[[ GIVEN RECORDS, beginning ]]
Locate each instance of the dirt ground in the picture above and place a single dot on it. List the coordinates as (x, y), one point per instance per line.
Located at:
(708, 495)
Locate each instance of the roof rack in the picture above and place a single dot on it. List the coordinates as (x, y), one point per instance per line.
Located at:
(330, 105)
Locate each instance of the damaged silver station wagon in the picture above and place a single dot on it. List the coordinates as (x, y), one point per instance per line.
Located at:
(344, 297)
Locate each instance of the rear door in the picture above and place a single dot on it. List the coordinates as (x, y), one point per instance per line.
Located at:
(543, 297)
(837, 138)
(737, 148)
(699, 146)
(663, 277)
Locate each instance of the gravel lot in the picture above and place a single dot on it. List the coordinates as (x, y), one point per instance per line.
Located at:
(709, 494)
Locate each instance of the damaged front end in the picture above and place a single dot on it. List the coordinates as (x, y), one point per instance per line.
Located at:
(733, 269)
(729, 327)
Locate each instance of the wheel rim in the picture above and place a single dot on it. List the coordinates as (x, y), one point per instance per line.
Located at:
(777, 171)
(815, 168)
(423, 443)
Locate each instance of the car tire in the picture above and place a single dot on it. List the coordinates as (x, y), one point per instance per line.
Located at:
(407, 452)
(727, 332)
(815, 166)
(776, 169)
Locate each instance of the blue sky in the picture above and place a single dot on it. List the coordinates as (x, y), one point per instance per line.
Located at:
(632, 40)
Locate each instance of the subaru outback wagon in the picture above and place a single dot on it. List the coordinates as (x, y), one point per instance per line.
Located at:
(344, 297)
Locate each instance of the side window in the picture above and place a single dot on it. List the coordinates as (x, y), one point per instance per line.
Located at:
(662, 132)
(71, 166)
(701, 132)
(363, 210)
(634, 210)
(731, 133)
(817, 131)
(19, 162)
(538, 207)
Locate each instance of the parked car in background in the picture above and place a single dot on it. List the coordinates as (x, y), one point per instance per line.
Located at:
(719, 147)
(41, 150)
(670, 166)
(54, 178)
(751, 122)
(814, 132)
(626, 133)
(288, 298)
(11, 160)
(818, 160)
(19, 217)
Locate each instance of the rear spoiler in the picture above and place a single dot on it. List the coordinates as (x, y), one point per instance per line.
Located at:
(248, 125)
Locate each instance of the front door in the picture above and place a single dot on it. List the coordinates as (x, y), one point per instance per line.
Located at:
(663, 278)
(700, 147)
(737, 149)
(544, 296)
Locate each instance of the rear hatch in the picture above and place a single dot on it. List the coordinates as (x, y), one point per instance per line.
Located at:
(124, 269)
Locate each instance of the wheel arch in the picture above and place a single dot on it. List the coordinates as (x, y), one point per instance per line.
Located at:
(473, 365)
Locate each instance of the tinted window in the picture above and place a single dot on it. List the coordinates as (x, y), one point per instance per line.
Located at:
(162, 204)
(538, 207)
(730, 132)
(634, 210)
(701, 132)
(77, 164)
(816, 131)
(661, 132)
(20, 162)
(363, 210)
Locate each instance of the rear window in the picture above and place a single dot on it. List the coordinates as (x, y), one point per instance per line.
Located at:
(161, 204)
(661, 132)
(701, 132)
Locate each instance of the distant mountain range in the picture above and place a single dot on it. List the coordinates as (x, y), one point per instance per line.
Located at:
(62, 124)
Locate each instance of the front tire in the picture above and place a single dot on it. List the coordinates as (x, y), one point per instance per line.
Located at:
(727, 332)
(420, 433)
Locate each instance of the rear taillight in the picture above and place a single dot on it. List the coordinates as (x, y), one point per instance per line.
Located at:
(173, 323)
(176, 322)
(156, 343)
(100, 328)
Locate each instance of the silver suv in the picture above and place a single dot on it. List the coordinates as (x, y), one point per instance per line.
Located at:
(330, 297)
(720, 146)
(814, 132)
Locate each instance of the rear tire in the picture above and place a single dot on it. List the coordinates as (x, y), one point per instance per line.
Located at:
[[ GIVEN RECORDS, end ]]
PROBLEM DETAILS:
Please return the material above exactly as written.

RESULT FOR THIS EXERCISE:
Locate each instance of the dirt ground in the picture above and place a single dot on it. List the coordinates as (x, y), one point per instance per line.
Located at:
(708, 495)
Locate each instance of the roof rack in the picture above and place a single dot on it. List the coordinates as (x, y), one point per instance per line.
Located at:
(330, 105)
Locate each instance of the damaged silver station wagon in the picture above and place a single dot on it. List the coordinates as (x, y), one point per instance per line.
Located at:
(344, 297)
Locate each instance of the rear door in the picture above and place a single dot on it. List the coordinates as (x, y), one point per instance per line.
Located at:
(543, 297)
(837, 138)
(737, 148)
(699, 146)
(663, 277)
Locate each instance of the gravel lot in the picture above and place a single dot on it. List the coordinates as (x, y), one point per instance per line.
Located at:
(709, 494)
Locate each instance of the damaged front end in the picture above and place a single dot on it. List the coordinates as (x, y), one point per instance per line.
Located at:
(733, 269)
(729, 327)
Locate each instance of the wheel rim in the picture above and place a single dot on it. List the coordinates as (x, y), one point per instance per line.
Located at:
(777, 171)
(815, 168)
(423, 443)
Locate each instance of the car tire in the picture above and place a single dot on it. List the coordinates as (x, y), one point per instance per line.
Located at:
(407, 452)
(727, 332)
(815, 166)
(776, 169)
Locate each instance of the blue sky in the picture above and place a single dot on it. List the coordinates as (x, y), one point per instance per line.
Located at:
(632, 40)
Locate each instance of the subaru outback wagon in the picture above and place a single dot on it. List the coordinates as (x, y), one point per instance per line.
Located at:
(344, 297)
Locate each instance of the side window in the picture above and place a single dot on it. List the coordinates as (x, y), one point per instance per line.
Located at:
(662, 132)
(71, 166)
(701, 132)
(363, 210)
(634, 210)
(731, 133)
(817, 131)
(19, 162)
(538, 207)
Locate each instance of the parked car in background in the picture above and place a single dot on it. List the coordinates as (x, y), one point per instance per line.
Located at:
(719, 147)
(41, 150)
(670, 166)
(54, 178)
(751, 122)
(814, 132)
(626, 133)
(288, 298)
(11, 160)
(818, 160)
(19, 217)
Locate each instance of the rear spoiler in the picture above and place a single dot on it. List the coordinates as (x, y), one point per instance per line.
Located at:
(248, 125)
Locate each instance of the front door in the picture above and place a single dot on it. List the coordinates as (x, y), one point per instance per line.
Located at:
(663, 278)
(700, 147)
(737, 149)
(544, 296)
Locate each instance of the rear hatch in the picture above and place a single dot on it. List the coordinates as (x, y), one point per instance per line.
Located at:
(124, 269)
Locate each instance of the wheel arch in the picture above and place a single dot on it. List the coordinates as (x, y), one point per instance per line.
Located at:
(473, 365)
Locate each instance of the tinted window in the picture above and place a single dot on it. List the coordinates as (x, y), one point per instance per line.
Located at:
(162, 204)
(538, 207)
(730, 132)
(634, 210)
(701, 132)
(77, 164)
(816, 131)
(661, 132)
(20, 162)
(363, 210)
Locate each instance of the rear window in the picture above and place a single dot on it. List the coordinates as (x, y), one point per instance per line.
Located at:
(161, 204)
(661, 132)
(701, 132)
Locate each instance of the distant mountain range in the picture above and place a single dot on it. List the coordinates as (x, y), one point per instance per line.
Located at:
(62, 124)
Locate each instance of the front tire in the picture above and place a single dot on it. List the coordinates as (x, y), one point per instance per line.
Located at:
(727, 332)
(420, 433)
Locate each instance of the rear taillight in the picture above and place a single dot on it. List the coordinates as (x, y), one point per instance per line.
Located at:
(173, 323)
(176, 322)
(156, 343)
(100, 328)
Locate each instance of the silver suv in the picture above and place a single dot on it. List the coordinates as (x, y), one point per instance per line.
Located at:
(330, 297)
(720, 146)
(814, 132)
Locate each instance of the rear tire in the picture above and place a single dot on it. List the coordinates as (x, y), one point per instance per line.
Located at:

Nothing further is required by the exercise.